▶ [Exercise aim]: Add 138 to every bounding box coordinate and write out the material again, requests included, from the line containing "Pretty please, spot the grass" through the end.

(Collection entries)
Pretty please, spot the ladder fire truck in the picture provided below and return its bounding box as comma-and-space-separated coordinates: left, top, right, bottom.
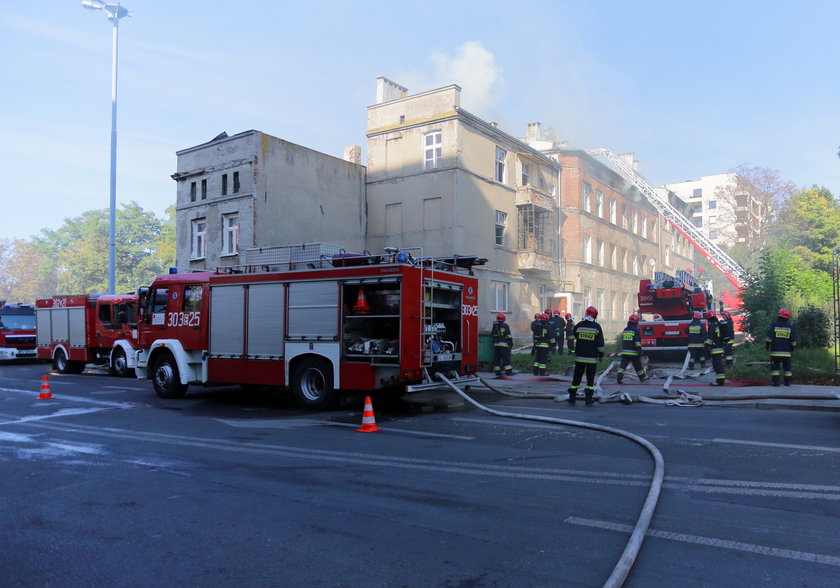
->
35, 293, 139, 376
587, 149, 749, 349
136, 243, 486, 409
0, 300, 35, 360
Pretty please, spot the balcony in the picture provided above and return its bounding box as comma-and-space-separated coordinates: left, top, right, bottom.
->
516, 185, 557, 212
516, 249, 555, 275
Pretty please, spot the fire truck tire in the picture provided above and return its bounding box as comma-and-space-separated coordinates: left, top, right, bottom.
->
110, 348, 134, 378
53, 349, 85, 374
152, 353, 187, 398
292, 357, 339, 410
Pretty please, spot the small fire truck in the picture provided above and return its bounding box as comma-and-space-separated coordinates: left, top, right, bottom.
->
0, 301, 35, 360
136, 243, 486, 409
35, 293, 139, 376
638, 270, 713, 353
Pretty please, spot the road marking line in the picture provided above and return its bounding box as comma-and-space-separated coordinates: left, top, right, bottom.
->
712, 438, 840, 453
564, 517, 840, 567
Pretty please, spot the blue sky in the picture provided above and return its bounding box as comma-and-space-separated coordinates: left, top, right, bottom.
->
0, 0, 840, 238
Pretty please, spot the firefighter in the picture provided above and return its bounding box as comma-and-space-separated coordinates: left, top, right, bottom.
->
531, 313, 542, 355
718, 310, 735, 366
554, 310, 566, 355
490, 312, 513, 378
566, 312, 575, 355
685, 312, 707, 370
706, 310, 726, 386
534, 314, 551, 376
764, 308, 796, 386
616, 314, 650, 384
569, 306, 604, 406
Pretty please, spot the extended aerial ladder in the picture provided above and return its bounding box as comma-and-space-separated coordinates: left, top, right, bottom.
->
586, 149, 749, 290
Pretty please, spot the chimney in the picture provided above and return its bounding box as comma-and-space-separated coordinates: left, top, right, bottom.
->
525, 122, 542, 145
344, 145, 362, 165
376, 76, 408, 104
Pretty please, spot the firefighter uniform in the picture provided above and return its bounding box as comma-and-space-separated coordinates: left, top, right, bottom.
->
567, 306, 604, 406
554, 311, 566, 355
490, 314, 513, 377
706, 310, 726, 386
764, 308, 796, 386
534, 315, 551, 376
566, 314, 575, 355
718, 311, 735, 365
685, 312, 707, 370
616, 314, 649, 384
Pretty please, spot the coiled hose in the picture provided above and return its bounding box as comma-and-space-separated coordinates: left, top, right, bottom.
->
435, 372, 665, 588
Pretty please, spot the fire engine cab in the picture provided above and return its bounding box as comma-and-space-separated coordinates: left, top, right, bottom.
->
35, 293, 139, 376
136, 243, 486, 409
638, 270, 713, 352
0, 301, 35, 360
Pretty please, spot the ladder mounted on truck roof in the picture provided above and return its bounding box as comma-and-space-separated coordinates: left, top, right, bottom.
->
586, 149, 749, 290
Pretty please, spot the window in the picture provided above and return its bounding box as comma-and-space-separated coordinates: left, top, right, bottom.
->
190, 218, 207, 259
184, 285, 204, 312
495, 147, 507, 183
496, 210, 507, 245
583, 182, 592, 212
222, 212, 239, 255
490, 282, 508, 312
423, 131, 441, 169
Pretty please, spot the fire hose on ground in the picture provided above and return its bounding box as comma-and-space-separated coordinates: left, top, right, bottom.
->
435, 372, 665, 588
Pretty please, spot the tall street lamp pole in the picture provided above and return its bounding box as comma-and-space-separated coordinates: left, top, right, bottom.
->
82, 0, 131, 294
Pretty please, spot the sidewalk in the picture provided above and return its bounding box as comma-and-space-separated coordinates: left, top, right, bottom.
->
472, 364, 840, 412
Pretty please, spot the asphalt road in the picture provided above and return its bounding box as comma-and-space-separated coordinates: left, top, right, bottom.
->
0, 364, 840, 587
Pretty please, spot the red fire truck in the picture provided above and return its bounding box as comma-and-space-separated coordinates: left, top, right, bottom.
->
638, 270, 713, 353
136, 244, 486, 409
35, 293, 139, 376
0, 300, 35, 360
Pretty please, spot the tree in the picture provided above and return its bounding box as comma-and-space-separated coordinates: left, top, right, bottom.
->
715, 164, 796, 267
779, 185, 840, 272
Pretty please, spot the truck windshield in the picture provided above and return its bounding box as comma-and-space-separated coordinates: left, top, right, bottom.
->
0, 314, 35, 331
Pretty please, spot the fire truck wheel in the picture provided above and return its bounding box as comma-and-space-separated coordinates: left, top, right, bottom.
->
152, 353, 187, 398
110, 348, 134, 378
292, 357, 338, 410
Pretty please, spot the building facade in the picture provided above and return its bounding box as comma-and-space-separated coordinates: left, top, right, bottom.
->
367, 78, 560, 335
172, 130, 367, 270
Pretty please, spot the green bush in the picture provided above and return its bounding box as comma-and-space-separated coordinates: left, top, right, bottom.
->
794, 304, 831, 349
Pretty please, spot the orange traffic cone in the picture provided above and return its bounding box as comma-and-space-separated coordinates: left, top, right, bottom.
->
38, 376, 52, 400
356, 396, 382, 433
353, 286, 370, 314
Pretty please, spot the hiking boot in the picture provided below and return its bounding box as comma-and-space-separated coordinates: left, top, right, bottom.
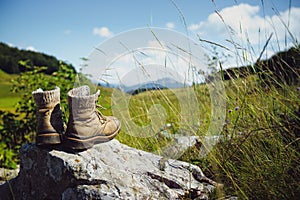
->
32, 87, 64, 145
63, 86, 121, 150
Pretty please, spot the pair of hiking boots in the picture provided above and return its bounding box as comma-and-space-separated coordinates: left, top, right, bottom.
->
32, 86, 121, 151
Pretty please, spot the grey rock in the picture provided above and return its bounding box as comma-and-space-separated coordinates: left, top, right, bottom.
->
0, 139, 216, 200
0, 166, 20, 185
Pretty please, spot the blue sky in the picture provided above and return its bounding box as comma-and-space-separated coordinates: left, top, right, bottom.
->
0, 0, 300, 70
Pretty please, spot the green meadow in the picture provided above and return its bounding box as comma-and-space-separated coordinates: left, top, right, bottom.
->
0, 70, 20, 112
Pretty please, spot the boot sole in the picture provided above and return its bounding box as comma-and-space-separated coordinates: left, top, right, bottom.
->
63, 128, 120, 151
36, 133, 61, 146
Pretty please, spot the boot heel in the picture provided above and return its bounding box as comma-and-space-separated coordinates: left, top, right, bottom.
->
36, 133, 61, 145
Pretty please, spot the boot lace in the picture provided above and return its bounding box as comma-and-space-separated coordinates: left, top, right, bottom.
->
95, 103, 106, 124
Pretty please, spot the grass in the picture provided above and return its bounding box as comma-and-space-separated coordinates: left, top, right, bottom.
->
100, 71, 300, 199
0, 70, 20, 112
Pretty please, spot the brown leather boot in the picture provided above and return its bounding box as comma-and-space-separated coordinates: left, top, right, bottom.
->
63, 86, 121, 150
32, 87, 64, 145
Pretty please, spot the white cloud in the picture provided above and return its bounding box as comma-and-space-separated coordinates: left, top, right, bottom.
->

▶ [Output below]:
Pretty please, spot the grass in the picture provided above and return its bounding box as comma-and-space-separated coordinates: left, top, right, bottom.
->
238, 209, 438, 337
138, 208, 158, 250
Pretty please, spot the brown leather boot in the picture provided above and return its bounding box as comma-and-space-separated coordinates: left, top, right, bottom.
->
201, 224, 259, 288
170, 225, 202, 283
Pretty please, spot the white cloud in the picture provided above and return its bounding box as comma-and-space-separated coordinates: left, top, right, bottom.
->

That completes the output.